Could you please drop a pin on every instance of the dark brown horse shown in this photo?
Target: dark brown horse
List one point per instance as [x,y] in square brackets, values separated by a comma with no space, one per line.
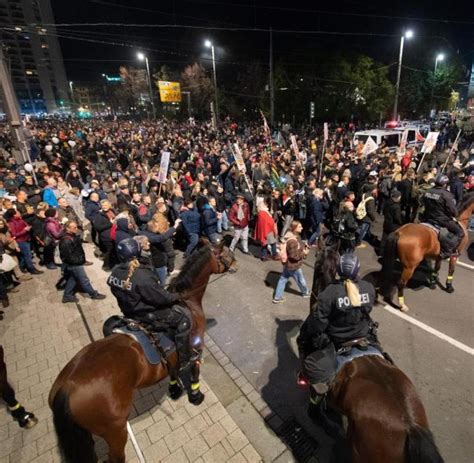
[94,391]
[386,418]
[412,243]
━━━━━━━━━━
» Work instructions: The word "brown" may appear on some lines of these records; state how many such lines there are, and nothing else.

» Answer space: 2